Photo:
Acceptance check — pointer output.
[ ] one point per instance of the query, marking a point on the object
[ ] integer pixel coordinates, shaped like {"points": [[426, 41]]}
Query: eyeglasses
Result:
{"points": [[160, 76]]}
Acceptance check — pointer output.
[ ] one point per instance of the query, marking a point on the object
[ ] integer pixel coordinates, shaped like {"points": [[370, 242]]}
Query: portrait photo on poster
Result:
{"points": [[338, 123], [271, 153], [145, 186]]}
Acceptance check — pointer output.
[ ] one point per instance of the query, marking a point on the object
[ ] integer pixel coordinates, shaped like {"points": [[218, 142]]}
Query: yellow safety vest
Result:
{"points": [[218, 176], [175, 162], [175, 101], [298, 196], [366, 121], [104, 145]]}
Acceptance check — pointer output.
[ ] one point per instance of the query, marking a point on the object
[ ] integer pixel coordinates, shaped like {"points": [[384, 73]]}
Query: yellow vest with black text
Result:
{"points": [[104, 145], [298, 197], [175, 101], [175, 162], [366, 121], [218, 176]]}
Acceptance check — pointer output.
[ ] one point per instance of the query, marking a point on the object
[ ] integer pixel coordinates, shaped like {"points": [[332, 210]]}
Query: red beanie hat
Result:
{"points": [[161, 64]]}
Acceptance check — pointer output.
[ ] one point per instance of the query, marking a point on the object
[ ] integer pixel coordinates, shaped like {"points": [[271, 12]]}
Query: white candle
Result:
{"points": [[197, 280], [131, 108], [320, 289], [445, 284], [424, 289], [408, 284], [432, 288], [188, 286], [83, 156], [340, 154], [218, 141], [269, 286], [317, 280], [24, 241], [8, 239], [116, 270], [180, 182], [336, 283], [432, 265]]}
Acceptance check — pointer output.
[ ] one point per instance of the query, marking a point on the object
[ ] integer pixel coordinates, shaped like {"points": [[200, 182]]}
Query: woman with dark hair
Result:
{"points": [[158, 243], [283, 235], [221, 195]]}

Required work: Which lines of the records contain the string "yellow"? Report each of those lines in full, treating case as significant.

Exercise response:
Query: yellow safety vest
Query: yellow vest with black text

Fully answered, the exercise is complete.